Problem → Count the lines below that contain the string "path". Reply with the number only.

Dataset →

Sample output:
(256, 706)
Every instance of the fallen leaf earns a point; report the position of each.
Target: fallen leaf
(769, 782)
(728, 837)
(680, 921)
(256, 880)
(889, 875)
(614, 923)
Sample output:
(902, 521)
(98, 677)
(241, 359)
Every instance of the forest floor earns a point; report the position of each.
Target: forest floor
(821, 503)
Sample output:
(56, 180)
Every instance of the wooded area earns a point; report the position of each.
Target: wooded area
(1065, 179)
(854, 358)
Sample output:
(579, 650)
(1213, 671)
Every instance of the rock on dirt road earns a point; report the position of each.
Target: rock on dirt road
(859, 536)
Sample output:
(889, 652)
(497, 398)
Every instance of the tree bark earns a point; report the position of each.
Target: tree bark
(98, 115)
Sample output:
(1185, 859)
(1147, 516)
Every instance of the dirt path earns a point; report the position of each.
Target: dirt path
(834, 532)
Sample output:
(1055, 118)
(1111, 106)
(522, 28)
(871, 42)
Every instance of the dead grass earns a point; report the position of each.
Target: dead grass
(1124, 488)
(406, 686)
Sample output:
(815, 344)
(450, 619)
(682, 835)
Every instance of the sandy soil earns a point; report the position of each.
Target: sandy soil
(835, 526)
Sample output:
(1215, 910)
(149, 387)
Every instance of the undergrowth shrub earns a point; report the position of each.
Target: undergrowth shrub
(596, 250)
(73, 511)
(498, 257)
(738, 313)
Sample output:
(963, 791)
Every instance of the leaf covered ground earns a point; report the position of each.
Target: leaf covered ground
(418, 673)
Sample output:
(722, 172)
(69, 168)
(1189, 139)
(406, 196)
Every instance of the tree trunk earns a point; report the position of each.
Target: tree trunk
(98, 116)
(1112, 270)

The completed task → 2